Texte extrait =>
········
L'impact en Europe du référendum sur l'indépendance de l'Écosse
Par Chris Marsden et Robert Stevens
19 septembre 2014
Le référendum sur l'indépendance de l'Écosse est un tournant historique pour la Grande-Bretagne et l'ensemble de l'Europe. Avec les résultats du scrutin du 18 septembre si incertains, un récent sondage montrant pour la première fois le camp du Oui détenant la majorité a déclenché une crise dans les cercles dirigeants de tout le continent. De nombreux dirigeants politiques et personnalités influentes se sont manifestés pour s'opposer à l'indépendance de l'Écosse et mettre en garde contre ses conséquences désastreuses.
Cette réaction est motivée avant tout par la crainte que la séparation de l'Écosse ne vienne aggraver la crise économique au Royaume-Uni et qu'elle entraîne aussi l'ensemble de l'Europe avec elle. Au milieu de prédictions que la victoire du Oui pourrait conduire à une baisse de la valeur de la livre sterling allant jusqu'à 15 pour cent, près de 17 milliards £ en actions, en obligations et autres actifs financiers britanniques ont été vendus par les investisseurs au cours du mois passé.
········
Extrait source =>

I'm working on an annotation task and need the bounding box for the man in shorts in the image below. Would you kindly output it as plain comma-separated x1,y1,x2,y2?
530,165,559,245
········
Travail demandé =>
Recopiez mot pour mot, s'il vous plaît, le passage de l'article sur le référendum écossais qui va de « L'impact en Europe » jusqu'à « ses conséquences désastreuses. » inclus.

Réponse finale =>
L'impact en Europe du référendum sur l'indépendance de l'Écosse
Par Chris Marsden et Robert Stevens
19 septembre 2014
Le référendum sur l'indépendance de l'Écosse est un tournant historique pour la Grande-Bretagne et l'ensemble de l'Europe. Avec les résultats du scrutin du 18 septembre si incertains, un récent sondage montrant pour la première fois le camp du Oui détenant la majorité a déclenché une crise dans les cercles dirigeants de tout le continent. De nombreux dirigeants politiques et personnalités influentes se sont manifestés pour s'opposer à l'indépendance de l'Écosse et mettre en garde contre ses conséquences désastreuses.